* [Aim of the exercise]: Restate, word for word, the run of lines that starts at the line containing "Confirm that each instance of the concrete driveway" and ends with the final line of the listing. Leave pictures out.

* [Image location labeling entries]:
==============================

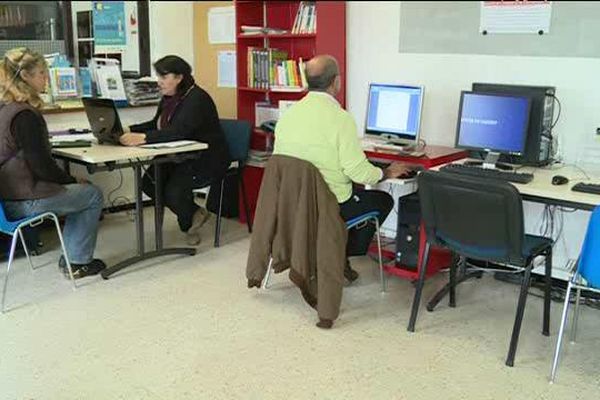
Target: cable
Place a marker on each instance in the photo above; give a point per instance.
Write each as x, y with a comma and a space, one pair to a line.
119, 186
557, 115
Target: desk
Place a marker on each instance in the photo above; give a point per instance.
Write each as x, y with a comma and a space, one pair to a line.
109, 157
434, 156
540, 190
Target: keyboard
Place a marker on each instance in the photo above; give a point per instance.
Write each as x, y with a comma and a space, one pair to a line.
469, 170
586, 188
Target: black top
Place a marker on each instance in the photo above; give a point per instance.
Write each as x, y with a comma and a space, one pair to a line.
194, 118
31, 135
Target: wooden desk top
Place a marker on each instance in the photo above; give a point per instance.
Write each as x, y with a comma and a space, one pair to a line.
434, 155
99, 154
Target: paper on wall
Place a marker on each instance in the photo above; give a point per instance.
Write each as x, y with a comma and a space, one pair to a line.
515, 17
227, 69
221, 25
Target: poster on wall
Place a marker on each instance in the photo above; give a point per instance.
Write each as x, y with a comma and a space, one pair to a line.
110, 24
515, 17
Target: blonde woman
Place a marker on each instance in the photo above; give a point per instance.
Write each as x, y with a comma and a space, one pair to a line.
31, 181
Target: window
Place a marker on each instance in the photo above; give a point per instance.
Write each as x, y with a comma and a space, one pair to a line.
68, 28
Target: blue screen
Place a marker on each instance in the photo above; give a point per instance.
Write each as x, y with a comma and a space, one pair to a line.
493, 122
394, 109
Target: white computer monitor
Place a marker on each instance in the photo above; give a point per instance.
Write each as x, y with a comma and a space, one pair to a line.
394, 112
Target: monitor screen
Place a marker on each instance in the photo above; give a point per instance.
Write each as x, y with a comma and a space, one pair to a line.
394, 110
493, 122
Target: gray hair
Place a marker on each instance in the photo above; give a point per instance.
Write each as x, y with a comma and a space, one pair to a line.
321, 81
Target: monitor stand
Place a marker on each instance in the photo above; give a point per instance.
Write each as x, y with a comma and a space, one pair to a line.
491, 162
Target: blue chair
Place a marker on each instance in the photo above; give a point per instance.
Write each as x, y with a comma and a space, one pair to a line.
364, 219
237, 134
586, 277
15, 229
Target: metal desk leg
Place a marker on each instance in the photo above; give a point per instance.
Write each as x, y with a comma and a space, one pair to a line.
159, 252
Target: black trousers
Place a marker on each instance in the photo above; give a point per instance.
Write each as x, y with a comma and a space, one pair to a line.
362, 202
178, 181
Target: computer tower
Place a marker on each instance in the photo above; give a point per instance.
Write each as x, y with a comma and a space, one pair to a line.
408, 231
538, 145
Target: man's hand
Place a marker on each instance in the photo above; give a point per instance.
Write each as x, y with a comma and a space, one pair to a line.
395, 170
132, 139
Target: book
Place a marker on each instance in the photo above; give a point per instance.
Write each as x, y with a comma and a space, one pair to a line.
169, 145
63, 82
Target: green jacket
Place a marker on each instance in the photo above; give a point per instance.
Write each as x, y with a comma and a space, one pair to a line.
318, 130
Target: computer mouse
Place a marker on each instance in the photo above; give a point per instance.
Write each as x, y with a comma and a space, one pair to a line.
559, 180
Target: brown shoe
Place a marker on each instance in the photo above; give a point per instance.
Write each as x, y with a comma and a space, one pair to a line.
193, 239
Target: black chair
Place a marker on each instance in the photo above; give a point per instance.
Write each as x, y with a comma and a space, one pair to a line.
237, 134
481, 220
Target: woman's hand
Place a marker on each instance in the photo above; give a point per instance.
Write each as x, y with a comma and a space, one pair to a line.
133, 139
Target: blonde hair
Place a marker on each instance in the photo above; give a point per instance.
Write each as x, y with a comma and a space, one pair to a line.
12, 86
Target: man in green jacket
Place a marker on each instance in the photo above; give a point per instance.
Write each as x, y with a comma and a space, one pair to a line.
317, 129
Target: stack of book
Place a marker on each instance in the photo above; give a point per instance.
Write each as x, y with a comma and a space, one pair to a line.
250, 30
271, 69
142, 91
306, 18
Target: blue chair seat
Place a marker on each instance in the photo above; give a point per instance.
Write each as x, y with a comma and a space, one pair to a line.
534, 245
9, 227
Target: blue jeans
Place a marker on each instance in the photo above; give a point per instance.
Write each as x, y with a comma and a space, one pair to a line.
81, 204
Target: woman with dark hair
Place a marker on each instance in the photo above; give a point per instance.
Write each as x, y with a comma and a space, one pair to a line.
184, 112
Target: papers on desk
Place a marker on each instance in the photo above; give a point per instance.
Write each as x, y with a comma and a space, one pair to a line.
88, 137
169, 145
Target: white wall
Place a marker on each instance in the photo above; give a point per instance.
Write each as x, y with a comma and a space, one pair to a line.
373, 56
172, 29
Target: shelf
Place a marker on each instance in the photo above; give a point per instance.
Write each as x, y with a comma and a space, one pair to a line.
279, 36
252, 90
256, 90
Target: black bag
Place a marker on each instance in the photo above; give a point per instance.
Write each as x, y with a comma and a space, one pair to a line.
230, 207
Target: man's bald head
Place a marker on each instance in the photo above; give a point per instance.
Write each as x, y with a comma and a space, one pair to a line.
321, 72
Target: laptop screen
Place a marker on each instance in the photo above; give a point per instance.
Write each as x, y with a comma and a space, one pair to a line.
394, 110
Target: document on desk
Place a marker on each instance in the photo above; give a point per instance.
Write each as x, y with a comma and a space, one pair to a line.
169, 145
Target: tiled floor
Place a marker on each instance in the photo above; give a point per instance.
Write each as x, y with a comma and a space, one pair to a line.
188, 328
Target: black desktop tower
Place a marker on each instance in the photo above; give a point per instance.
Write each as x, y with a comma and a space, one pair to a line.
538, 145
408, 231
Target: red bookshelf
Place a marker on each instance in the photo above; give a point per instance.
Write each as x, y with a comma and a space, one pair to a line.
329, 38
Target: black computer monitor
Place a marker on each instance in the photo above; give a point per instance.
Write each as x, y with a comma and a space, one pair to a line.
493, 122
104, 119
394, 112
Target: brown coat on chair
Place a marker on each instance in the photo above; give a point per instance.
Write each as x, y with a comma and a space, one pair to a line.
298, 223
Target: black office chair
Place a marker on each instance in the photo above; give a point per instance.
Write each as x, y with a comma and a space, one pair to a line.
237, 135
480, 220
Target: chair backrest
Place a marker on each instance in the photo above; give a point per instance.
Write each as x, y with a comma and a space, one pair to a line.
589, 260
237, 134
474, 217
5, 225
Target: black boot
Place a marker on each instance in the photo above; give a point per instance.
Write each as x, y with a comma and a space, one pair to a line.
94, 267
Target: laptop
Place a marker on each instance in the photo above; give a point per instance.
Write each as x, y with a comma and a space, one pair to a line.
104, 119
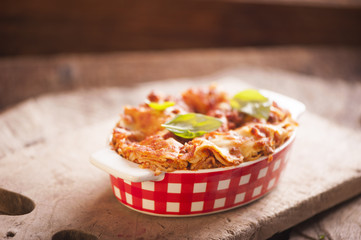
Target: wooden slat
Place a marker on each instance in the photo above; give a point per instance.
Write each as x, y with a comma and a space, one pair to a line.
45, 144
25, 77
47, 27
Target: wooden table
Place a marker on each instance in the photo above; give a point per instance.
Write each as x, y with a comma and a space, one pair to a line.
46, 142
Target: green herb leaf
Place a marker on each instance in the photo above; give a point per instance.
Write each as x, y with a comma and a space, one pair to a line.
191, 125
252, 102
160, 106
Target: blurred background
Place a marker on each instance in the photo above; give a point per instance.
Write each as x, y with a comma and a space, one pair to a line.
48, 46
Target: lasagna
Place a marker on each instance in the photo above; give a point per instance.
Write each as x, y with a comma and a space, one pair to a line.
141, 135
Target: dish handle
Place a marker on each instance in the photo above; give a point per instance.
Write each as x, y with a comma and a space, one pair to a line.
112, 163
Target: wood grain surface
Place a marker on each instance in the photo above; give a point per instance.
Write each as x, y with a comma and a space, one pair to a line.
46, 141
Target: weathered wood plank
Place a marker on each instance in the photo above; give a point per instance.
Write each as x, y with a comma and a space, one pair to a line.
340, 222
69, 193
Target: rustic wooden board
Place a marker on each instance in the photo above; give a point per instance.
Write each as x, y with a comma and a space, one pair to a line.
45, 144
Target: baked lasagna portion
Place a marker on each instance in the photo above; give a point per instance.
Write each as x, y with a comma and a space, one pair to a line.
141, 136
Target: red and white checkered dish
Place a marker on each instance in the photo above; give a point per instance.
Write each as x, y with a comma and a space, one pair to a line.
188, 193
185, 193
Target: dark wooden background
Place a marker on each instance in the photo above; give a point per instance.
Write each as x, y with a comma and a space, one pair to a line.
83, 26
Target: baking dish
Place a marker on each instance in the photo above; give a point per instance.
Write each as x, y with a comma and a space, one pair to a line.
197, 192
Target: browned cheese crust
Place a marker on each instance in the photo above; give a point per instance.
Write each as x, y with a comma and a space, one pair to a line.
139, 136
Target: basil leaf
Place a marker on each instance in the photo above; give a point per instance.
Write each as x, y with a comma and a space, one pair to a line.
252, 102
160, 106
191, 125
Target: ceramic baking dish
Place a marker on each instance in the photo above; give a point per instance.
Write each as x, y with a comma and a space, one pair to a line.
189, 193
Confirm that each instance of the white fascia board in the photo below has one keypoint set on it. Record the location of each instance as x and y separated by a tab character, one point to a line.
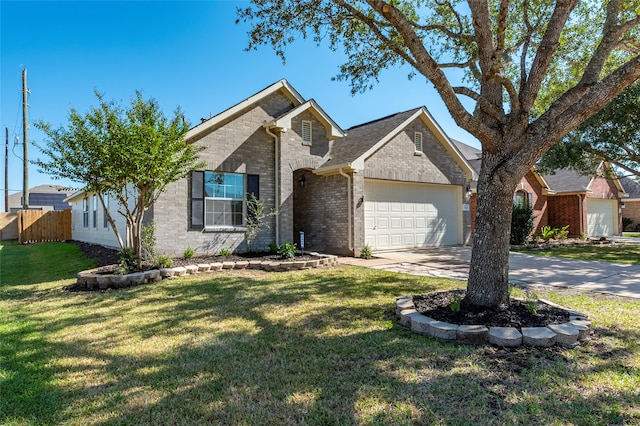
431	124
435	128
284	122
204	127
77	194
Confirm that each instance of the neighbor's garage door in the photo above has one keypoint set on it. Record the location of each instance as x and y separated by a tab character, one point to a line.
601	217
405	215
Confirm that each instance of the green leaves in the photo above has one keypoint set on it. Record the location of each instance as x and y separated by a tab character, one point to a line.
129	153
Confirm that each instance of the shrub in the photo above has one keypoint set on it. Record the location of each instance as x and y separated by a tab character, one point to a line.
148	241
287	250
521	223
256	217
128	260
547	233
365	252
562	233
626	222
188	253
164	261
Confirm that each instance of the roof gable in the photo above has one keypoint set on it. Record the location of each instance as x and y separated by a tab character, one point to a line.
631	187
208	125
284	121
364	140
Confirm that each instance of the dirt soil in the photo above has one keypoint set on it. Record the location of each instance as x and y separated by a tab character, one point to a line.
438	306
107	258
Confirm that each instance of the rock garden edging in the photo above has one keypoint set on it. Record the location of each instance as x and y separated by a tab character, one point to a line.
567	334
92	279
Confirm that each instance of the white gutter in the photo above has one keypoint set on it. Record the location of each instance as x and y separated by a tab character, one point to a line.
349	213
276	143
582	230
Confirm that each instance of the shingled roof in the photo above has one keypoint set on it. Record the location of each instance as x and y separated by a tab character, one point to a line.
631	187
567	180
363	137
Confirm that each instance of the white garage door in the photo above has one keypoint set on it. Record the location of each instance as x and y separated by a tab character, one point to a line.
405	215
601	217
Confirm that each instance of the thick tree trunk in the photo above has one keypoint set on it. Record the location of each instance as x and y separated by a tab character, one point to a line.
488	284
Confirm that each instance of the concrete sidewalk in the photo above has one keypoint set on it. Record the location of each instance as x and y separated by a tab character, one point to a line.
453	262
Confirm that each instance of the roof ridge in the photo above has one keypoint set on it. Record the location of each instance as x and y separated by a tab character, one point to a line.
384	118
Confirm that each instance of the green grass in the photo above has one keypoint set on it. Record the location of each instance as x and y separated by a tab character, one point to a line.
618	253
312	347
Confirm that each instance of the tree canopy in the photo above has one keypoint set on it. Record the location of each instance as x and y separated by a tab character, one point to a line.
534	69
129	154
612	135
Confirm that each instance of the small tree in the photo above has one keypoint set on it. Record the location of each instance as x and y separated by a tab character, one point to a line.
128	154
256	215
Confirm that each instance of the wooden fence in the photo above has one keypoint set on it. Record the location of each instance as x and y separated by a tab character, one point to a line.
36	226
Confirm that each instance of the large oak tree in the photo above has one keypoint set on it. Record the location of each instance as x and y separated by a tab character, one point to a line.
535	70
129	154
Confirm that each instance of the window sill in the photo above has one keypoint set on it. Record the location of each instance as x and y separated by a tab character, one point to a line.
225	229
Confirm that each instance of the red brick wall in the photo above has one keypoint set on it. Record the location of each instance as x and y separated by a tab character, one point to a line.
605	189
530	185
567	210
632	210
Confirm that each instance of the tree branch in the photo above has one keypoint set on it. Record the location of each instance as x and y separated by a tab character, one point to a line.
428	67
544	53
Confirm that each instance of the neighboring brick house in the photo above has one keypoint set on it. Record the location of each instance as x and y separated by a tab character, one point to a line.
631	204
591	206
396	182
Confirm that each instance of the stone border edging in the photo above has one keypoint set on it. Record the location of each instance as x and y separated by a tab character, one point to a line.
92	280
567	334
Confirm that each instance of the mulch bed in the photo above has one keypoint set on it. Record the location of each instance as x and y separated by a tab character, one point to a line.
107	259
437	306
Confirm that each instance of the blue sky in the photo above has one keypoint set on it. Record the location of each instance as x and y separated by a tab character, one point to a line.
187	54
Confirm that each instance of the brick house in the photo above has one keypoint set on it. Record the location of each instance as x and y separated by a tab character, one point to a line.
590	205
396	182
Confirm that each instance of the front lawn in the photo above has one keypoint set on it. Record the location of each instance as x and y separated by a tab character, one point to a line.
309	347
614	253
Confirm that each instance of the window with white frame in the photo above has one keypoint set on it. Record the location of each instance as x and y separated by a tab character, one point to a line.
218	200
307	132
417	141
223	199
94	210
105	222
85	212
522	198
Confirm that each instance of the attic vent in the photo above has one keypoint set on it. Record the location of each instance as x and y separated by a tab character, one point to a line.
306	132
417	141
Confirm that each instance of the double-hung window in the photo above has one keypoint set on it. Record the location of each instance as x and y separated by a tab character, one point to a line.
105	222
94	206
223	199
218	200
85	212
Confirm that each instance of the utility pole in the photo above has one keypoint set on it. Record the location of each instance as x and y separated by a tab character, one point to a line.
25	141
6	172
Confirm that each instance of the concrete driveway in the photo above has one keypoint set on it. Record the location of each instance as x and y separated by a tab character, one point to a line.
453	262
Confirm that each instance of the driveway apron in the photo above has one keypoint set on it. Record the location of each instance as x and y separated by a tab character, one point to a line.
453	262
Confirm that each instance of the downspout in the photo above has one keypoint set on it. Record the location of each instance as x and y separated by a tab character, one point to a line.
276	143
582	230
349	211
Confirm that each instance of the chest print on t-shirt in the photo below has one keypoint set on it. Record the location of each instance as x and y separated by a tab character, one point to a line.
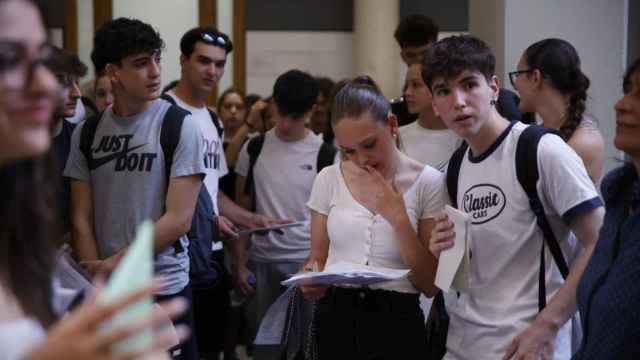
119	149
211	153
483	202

==============================

* [Exercise solution]:
Confirm that each instance of the concrete driveway in the photo above has one keypoint set on it. Record the location of each instance as x and y separated by a tab character, one point to a line.
453	262
Confirm that each instance of the driveway apron in the photo above has one keypoint set on it. Record the location of each instance as x and y separated by a tab character, one point to a line.
453	262
Confirm that each instance of the downspout in the photo above has one keypoint set on it. Record the location of each instance as x and y separated by a tab character, one point to a line.
276	143
582	230
349	211
Confirm that each instance of the chest print on t-shirt in the photo below has one keypoint set on it. Record the location of each instance as x and y separated by a tab character, one point to a line.
119	149
211	153
483	202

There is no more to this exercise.